Excerpts of pointing data:
▽
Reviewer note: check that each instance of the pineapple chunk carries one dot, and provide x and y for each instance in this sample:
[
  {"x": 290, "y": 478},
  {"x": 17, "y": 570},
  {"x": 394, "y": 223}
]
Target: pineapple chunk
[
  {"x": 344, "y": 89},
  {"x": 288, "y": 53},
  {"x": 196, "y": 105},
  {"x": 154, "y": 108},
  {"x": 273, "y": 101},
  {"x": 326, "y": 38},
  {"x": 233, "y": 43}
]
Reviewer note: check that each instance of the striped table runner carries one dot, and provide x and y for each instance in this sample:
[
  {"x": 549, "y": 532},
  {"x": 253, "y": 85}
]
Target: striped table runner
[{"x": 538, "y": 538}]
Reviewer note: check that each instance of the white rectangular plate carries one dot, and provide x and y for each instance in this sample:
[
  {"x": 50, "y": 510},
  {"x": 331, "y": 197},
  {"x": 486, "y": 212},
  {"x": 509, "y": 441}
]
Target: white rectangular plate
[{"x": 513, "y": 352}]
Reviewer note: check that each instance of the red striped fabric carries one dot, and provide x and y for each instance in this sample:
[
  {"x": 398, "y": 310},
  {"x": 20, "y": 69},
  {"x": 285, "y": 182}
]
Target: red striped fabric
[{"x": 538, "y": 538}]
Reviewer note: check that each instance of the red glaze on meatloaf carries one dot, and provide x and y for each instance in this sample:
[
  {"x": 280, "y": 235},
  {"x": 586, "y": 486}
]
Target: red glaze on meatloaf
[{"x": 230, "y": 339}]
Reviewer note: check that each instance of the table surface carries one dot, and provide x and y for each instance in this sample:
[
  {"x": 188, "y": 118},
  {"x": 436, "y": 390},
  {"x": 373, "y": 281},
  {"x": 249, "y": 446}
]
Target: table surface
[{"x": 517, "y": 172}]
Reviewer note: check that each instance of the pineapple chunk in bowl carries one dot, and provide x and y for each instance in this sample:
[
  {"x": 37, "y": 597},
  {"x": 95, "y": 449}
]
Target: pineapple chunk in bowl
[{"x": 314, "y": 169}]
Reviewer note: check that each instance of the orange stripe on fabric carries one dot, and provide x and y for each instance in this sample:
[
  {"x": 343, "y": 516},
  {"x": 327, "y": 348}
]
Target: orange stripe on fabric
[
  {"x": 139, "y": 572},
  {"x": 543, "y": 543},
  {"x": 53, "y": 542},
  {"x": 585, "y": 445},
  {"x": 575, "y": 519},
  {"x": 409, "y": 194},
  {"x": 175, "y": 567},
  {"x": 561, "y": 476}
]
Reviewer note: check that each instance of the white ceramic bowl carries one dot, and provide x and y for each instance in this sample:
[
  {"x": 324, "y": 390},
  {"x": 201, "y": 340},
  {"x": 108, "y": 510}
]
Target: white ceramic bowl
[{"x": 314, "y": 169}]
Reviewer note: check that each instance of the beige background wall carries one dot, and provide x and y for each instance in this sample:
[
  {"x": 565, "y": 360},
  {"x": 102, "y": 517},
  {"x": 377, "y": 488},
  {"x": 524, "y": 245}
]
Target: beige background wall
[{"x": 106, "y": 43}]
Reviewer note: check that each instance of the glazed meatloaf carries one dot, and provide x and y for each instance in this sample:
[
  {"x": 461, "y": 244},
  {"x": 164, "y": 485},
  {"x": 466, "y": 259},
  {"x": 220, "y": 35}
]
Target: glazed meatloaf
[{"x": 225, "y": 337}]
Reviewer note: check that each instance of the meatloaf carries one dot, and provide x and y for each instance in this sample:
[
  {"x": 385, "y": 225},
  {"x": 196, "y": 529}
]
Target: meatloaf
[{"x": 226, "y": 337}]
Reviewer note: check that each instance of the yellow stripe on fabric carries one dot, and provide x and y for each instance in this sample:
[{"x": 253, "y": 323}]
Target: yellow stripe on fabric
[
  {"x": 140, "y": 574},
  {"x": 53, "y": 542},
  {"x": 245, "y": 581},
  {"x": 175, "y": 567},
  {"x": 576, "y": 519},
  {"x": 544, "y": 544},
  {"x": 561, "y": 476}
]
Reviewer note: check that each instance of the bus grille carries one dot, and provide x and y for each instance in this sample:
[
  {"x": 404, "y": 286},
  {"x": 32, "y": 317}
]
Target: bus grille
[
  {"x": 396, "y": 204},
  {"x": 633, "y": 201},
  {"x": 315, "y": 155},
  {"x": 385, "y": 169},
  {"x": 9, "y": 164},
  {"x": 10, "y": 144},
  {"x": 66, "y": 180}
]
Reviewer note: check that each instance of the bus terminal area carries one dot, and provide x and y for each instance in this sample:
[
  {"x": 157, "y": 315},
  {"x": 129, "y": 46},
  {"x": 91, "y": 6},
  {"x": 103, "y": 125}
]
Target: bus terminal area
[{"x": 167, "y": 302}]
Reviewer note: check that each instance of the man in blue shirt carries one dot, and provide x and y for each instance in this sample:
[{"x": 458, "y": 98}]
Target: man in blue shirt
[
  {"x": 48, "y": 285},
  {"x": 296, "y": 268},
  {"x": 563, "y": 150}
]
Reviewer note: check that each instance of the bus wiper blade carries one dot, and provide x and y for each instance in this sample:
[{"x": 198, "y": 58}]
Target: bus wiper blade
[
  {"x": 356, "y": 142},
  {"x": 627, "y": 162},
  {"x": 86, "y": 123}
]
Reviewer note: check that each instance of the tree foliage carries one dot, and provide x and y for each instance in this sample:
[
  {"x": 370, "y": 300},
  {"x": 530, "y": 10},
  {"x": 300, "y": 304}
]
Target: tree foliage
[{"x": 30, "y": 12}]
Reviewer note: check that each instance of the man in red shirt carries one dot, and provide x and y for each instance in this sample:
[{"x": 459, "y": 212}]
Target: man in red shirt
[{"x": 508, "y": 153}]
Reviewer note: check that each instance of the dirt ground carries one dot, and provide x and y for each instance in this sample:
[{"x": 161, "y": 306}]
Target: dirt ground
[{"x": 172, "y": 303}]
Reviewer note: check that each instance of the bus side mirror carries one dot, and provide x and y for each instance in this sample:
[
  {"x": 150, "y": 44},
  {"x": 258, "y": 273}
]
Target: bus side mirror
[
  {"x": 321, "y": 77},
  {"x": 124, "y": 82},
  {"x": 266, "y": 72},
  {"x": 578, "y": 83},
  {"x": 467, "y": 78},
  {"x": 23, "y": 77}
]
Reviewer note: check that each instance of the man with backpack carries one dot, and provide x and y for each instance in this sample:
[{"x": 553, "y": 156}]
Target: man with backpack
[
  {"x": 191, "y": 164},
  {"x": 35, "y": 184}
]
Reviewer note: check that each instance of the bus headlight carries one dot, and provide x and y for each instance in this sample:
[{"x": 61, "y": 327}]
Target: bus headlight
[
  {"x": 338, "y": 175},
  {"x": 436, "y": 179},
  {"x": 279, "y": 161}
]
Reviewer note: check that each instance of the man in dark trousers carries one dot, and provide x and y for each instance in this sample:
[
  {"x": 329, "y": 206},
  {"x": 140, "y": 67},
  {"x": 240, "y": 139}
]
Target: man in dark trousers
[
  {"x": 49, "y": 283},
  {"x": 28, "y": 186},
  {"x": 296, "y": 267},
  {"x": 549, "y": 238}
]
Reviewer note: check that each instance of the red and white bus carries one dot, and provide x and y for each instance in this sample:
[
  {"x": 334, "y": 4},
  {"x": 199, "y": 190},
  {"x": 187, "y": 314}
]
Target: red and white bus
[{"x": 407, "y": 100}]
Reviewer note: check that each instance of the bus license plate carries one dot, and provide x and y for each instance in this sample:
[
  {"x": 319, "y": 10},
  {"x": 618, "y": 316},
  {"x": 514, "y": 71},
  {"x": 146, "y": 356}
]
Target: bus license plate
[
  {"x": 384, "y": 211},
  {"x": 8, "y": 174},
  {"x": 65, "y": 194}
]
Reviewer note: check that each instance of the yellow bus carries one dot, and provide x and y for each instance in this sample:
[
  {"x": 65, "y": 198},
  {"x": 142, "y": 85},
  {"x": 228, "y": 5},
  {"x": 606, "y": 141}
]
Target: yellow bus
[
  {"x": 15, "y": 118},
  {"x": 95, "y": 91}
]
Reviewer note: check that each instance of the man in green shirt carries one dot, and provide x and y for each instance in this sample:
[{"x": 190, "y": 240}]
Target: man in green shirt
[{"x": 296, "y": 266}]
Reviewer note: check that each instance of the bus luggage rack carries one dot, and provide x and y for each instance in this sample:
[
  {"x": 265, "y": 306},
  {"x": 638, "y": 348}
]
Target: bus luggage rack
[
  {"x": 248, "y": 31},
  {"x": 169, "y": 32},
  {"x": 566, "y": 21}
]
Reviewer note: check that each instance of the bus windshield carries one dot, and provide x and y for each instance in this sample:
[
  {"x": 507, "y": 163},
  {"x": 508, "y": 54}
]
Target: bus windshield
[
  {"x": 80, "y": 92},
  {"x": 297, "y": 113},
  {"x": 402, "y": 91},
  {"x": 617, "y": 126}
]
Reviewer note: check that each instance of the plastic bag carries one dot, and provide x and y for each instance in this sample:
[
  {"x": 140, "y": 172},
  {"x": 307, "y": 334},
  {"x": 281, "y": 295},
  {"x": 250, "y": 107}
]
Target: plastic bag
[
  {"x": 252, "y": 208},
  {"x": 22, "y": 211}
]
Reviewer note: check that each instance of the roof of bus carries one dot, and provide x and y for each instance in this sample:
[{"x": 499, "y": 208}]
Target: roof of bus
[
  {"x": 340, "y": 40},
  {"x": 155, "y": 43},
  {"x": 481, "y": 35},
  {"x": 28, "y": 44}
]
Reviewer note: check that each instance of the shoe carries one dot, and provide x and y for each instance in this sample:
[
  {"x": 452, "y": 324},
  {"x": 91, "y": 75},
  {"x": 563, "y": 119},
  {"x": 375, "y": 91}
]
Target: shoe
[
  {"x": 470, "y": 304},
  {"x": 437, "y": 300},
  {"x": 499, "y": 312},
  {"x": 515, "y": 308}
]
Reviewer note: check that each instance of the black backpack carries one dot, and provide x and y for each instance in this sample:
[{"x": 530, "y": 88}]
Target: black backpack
△
» Task requirements: Copy out exactly the lines from the line with "Reviewer note: check that each instance of the plastic" to the end of the listing, including both of those lines, and give nothing else.

» Problem solution:
Reviewer note: check that each instance of the plastic bag carries one dot, and provide x and y for each instance in this sample:
[
  {"x": 140, "y": 172},
  {"x": 307, "y": 334},
  {"x": 281, "y": 295},
  {"x": 250, "y": 107}
]
Target: plastic bag
[
  {"x": 252, "y": 208},
  {"x": 22, "y": 211}
]
Reviewer note: check that each instance of the roof of bus carries one dot, and provide x and y for each instance in this sample:
[{"x": 499, "y": 208}]
Target: roof of bus
[
  {"x": 340, "y": 40},
  {"x": 155, "y": 43},
  {"x": 481, "y": 35},
  {"x": 28, "y": 44}
]
Reviewer note: check that each instance of the shoe carries one dot, and provide x and y for each instance in this sample:
[
  {"x": 452, "y": 324},
  {"x": 91, "y": 75},
  {"x": 563, "y": 119},
  {"x": 375, "y": 91}
]
Target: shoe
[
  {"x": 470, "y": 304},
  {"x": 437, "y": 300},
  {"x": 499, "y": 312},
  {"x": 515, "y": 308}
]
Reviewer note: check that each instance of the black backpack carries one dot, and provide x and y for each instance in this sample:
[{"x": 530, "y": 88}]
Target: black backpack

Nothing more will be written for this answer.